**SOURCE**
Re: Allowed upper limit to HColumnDescriptor.setMaxVersion(..)?

Posted by Micah Whitacre <mk...@gmail.com>.
Are there any negative performance aspects to setting the max versions
to a large value if those extra stored versions are not used?  If I
set the max to 10k but really only store 100, there is not extra
diskspace/memory being consumed by the potential of having more
versions is there?  Also what about the inverse of writing, gets?  If
my "Gets" all call get.setMaxVersion() does setting that value to
being extremely despite there not being versions cause performance
problems?

Thanks for the help,
Micah

On Tue, Oct 4, 2011 at 10:52 PM, lars hofhansl <lh...@yahoo.com> wrote:
> MaxVersions and MinVersions are different features.
> MaxVersion identifies the max number of versions you want to keep (just to state the obvious).

**PROVIDED MATERIAL**
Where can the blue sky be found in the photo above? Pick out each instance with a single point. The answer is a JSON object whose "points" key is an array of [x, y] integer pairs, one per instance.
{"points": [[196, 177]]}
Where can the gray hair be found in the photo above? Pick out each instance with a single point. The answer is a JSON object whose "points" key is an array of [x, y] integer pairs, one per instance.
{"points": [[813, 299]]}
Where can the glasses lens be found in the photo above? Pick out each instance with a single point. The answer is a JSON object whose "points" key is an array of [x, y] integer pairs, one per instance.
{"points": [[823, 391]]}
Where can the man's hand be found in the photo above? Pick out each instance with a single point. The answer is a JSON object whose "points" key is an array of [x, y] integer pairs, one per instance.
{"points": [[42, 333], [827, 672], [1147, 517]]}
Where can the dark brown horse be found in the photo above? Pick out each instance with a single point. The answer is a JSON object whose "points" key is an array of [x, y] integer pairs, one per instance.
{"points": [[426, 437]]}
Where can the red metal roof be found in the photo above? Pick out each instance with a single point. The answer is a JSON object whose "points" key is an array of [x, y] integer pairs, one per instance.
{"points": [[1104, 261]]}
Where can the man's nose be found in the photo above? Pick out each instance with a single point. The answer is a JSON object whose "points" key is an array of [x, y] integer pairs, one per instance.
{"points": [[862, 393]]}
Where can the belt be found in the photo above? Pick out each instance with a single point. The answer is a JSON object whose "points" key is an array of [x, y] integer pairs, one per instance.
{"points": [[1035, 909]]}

**YOUR TASKS**
a - In the setMaxVersion thread, what does the quoted reply say MaxVersion identifies?
b - Continue the setMaxVersion thread from where it stops.

**EXPECTED ANSWERS**
a - The maximum number of versions you want to keep.

b -
> MinVersion is used together with TTL (and soon with deletes - see HBASE-4536), to indicate the minimum number of version you want keep around even when they should be expired or were deleted.
>
>
> There is no way to disable MaxVersions, just set it to a very large number.
>
> MinVersions is by default disabled (setting is 0), which means rows past their TTL and deleted rows will be removed during compaction.
>
>
> I am thinking about how to state that more clearly in the documentation.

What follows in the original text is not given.